* [Task to carry out] Copy out the records below word for word, leaving out the pictures.

* [The records]
━━━━━━━━━━
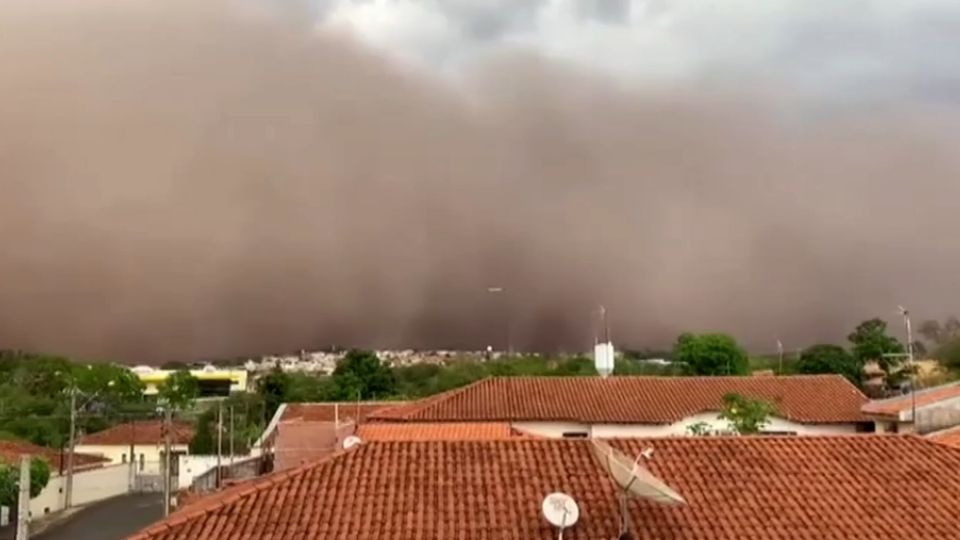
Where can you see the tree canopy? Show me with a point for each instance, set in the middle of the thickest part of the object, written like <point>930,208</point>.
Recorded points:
<point>362,374</point>
<point>180,389</point>
<point>711,354</point>
<point>746,416</point>
<point>872,343</point>
<point>825,358</point>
━━━━━━━━━━
* [Output of the exercise]
Where can you see the tree canopy? Show me with a point for each instance, set in the middle of the thickest part of the object, written like <point>930,208</point>.
Recorded points:
<point>362,374</point>
<point>180,389</point>
<point>711,354</point>
<point>746,416</point>
<point>872,343</point>
<point>825,358</point>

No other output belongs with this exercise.